(Point labeling records)
########################################

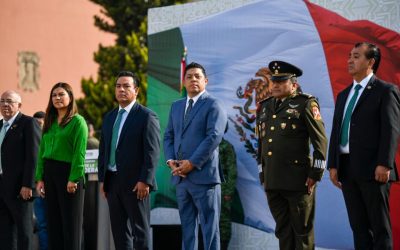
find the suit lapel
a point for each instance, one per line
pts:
(342, 102)
(200, 102)
(367, 91)
(14, 125)
(129, 120)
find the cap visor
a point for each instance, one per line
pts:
(280, 78)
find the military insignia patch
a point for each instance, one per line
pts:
(293, 112)
(315, 111)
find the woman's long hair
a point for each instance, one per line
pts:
(51, 111)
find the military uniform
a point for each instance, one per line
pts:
(285, 133)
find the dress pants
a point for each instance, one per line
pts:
(64, 210)
(367, 203)
(41, 222)
(16, 227)
(294, 213)
(129, 216)
(199, 202)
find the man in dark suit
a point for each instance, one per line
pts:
(362, 149)
(287, 123)
(195, 129)
(128, 156)
(19, 140)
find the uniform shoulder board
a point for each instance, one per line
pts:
(308, 96)
(264, 100)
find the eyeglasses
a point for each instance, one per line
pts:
(8, 101)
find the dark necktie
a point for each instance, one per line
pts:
(3, 132)
(114, 137)
(344, 135)
(278, 103)
(187, 113)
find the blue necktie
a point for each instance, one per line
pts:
(2, 135)
(344, 134)
(114, 137)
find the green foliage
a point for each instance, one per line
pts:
(127, 19)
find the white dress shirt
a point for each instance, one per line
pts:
(345, 149)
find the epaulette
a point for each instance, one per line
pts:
(264, 100)
(308, 96)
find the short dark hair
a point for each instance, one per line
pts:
(193, 65)
(136, 80)
(39, 115)
(373, 51)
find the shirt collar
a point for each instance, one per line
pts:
(127, 108)
(364, 81)
(194, 98)
(11, 120)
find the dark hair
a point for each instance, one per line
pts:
(136, 80)
(39, 114)
(193, 65)
(51, 111)
(373, 52)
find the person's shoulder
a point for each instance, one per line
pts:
(79, 118)
(304, 96)
(386, 85)
(266, 100)
(146, 110)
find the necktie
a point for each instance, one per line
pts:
(189, 108)
(278, 103)
(344, 134)
(114, 137)
(2, 135)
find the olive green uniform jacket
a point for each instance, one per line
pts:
(285, 133)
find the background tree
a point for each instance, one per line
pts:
(127, 19)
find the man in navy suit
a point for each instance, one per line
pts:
(195, 129)
(362, 149)
(128, 156)
(19, 144)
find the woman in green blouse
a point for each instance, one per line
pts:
(60, 169)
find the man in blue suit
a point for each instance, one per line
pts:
(128, 156)
(195, 129)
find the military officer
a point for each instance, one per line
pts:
(286, 124)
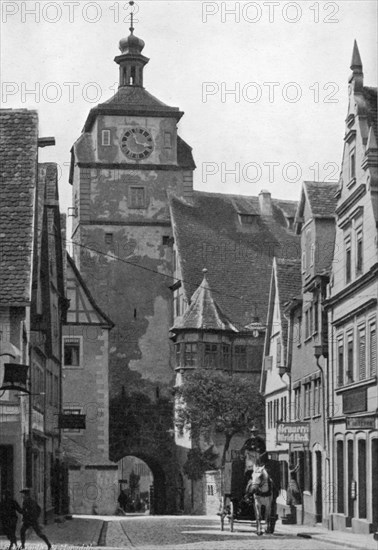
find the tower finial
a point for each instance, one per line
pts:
(131, 28)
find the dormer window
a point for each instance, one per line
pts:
(105, 138)
(246, 219)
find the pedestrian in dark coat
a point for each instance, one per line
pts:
(31, 512)
(8, 517)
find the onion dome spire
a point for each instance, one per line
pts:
(131, 60)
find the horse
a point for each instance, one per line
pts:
(260, 486)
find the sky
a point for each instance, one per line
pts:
(263, 84)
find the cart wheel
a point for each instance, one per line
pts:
(231, 516)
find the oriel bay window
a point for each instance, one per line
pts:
(211, 360)
(240, 357)
(191, 354)
(226, 356)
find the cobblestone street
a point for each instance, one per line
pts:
(188, 533)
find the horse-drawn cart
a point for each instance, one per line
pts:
(249, 494)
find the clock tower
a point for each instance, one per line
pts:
(124, 165)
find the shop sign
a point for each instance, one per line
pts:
(293, 432)
(360, 422)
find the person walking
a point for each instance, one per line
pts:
(8, 517)
(31, 512)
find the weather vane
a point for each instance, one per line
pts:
(131, 29)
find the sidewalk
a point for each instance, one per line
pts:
(342, 538)
(74, 532)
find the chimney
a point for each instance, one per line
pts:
(265, 203)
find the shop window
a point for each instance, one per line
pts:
(350, 360)
(340, 362)
(359, 251)
(362, 478)
(340, 476)
(361, 353)
(348, 260)
(373, 349)
(307, 400)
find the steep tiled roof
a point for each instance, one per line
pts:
(321, 197)
(203, 312)
(208, 233)
(289, 285)
(18, 174)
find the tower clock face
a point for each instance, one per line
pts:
(137, 143)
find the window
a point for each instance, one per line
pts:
(316, 406)
(352, 165)
(72, 411)
(350, 360)
(211, 356)
(72, 352)
(297, 403)
(303, 261)
(307, 400)
(316, 316)
(178, 354)
(361, 353)
(373, 348)
(348, 260)
(105, 135)
(190, 355)
(167, 140)
(108, 238)
(137, 197)
(340, 362)
(359, 251)
(308, 471)
(312, 259)
(279, 352)
(240, 357)
(226, 356)
(299, 336)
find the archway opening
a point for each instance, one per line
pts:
(142, 485)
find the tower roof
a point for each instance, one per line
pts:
(203, 312)
(356, 62)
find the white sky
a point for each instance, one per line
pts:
(187, 53)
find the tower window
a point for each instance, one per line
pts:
(167, 140)
(105, 135)
(137, 197)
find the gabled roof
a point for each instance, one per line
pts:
(289, 285)
(132, 100)
(18, 175)
(208, 232)
(95, 316)
(203, 312)
(320, 197)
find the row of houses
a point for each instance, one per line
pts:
(53, 341)
(320, 357)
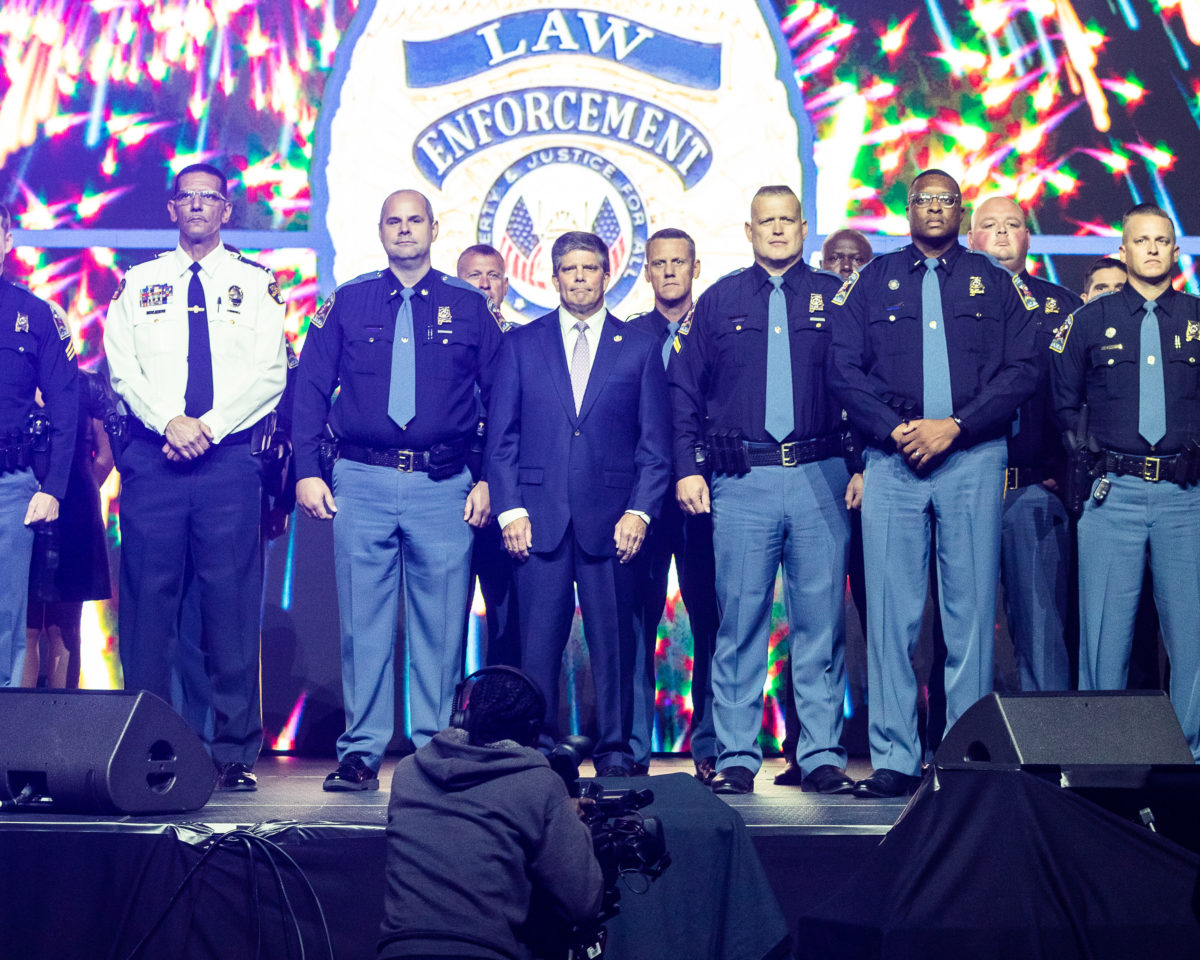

########################################

Reproduce every line of the records above verbatim, omitting the pictures from your answer.

find the suit lapel
a point for each instance, one per line
pts:
(342, 102)
(200, 102)
(367, 91)
(14, 125)
(129, 120)
find the cap visor
a point for each instance, one per line
pts:
(280, 78)
find the military insignia patch
a point for each instance, one per line
pts:
(293, 112)
(315, 111)
find the woman's long hair
a point for each instance, one per line
pts:
(51, 111)
find the military uniform
a point for each instance, one per line
pts:
(285, 133)
find the dress pants
a point for each instance, one per line
pts:
(64, 210)
(367, 203)
(41, 222)
(16, 227)
(294, 213)
(129, 216)
(199, 202)
find the man in dark suit
a point for each instance, one per line
pts:
(362, 149)
(287, 123)
(195, 129)
(128, 156)
(19, 140)
find the uniform shoulder board
a point for each instance, one per line
pts:
(308, 96)
(264, 100)
find the eyeglasses
a point for each instance, one per line
pts:
(8, 101)
find the dark necktie
a point for each instance, one per line
pts:
(3, 132)
(114, 137)
(344, 135)
(278, 103)
(187, 113)
find the blue necktie
a point for each instance, one per line
pts:
(2, 135)
(344, 134)
(114, 137)
find the green foliage
a point for each instance, one per line
pts:
(127, 19)
find the white dress shirt
a point for each instance, one per line
pts:
(345, 149)
find the epaulette
a point for each instance, one per line
pts:
(264, 100)
(308, 96)
find the short dark hair
a point for each instance, one per line
pts:
(193, 65)
(136, 80)
(39, 115)
(373, 51)
find the shirt collar
a point for each instance, one per line
pts:
(127, 108)
(364, 81)
(194, 98)
(11, 120)
find the dark hair
a point for each instance, one per line
pts:
(136, 80)
(39, 114)
(193, 65)
(51, 111)
(373, 52)
find the person's shoulder
a point for each instance, one per line
pts:
(79, 118)
(304, 96)
(386, 85)
(266, 100)
(146, 110)
find the necktie
a point for each instance, one per line
pts:
(189, 108)
(278, 103)
(344, 134)
(114, 137)
(2, 135)
find the olive green uniform jacket
a point for each instance, one per line
pts:
(285, 133)
find the background tree
a point for each instance, one per line
pts:
(127, 19)
find the man in navy suit
a point for each instance, one per line
pts:
(195, 129)
(362, 149)
(128, 156)
(19, 144)
find the woman in green blouse
a point for each instance, one per line
pts:
(60, 169)
find the man in blue suit
a point for each instance, one per line
pts:
(128, 156)
(195, 129)
find the military officer
a point for each instance, one per line
pts:
(286, 124)
find the tower finial
a point for each instance, one per line
pts:
(131, 28)
find the dormer window
a point for each instance, one per line
pts:
(105, 138)
(246, 219)
find the pedestrian in dark coat
a point for each instance, one per line
pts:
(31, 512)
(8, 517)
find the onion dome spire
a point for each instance, one per line
pts:
(131, 60)
find the horse
a point for each instance, one per line
pts:
(260, 486)
find the sky
a point for each instance, one per line
pts:
(263, 84)
find the cart wheel
a point for each instance, one per line
pts:
(231, 516)
find the oriel bay window
a point for each instance, one per line
pts:
(211, 360)
(240, 357)
(191, 354)
(226, 356)
find the cobblestone street
a point for each instance, one per line
pts:
(188, 533)
find the horse-drawn cart
a point for each instance, one per line
pts:
(249, 494)
find the clock tower
a point for each instance, one per line
pts:
(124, 165)
find the shop sign
a point for each instance, one per line
pts:
(293, 432)
(360, 422)
find the person walking
a point for each instance, one per line
pts:
(8, 517)
(31, 512)
find the weather vane
a point for each instance, one per line
pts:
(131, 29)
find the sidewalk
a point for each instance, one per line
pts:
(342, 538)
(74, 532)
find the chimney
a point for each instance, one per line
pts:
(265, 203)
find the shop window
a point for each instance, one per line
pts:
(350, 360)
(340, 362)
(359, 251)
(362, 478)
(340, 476)
(361, 353)
(348, 260)
(373, 349)
(307, 400)
find the steep tiled roof
a point for each instance, one per line
pts:
(321, 197)
(203, 312)
(208, 233)
(289, 285)
(18, 174)
find the tower clock face
a point for each instance, one per line
pts:
(137, 143)
find the window
a point for each instance, one per line
pts:
(316, 406)
(352, 165)
(72, 411)
(350, 360)
(211, 356)
(72, 352)
(297, 403)
(303, 261)
(307, 400)
(316, 316)
(178, 354)
(361, 353)
(373, 348)
(348, 260)
(105, 135)
(190, 355)
(167, 140)
(108, 238)
(137, 197)
(340, 362)
(359, 251)
(308, 471)
(312, 259)
(279, 352)
(240, 357)
(226, 356)
(299, 336)
find the archway opening
a point for each instance, one per line
pts:
(142, 485)
find the tower roof
a point for each instance, one per line
pts:
(203, 312)
(356, 62)
find the white sky
a point for each instance, one per line
pts:
(187, 53)
find the tower window
a point for each instance, one per line
pts:
(167, 140)
(105, 135)
(137, 197)
find the gabled roof
a point for each instance, one per line
pts:
(289, 285)
(132, 100)
(18, 175)
(208, 232)
(95, 316)
(203, 312)
(320, 197)
find the row of houses
a point for each instance, one per line
pts:
(53, 341)
(320, 357)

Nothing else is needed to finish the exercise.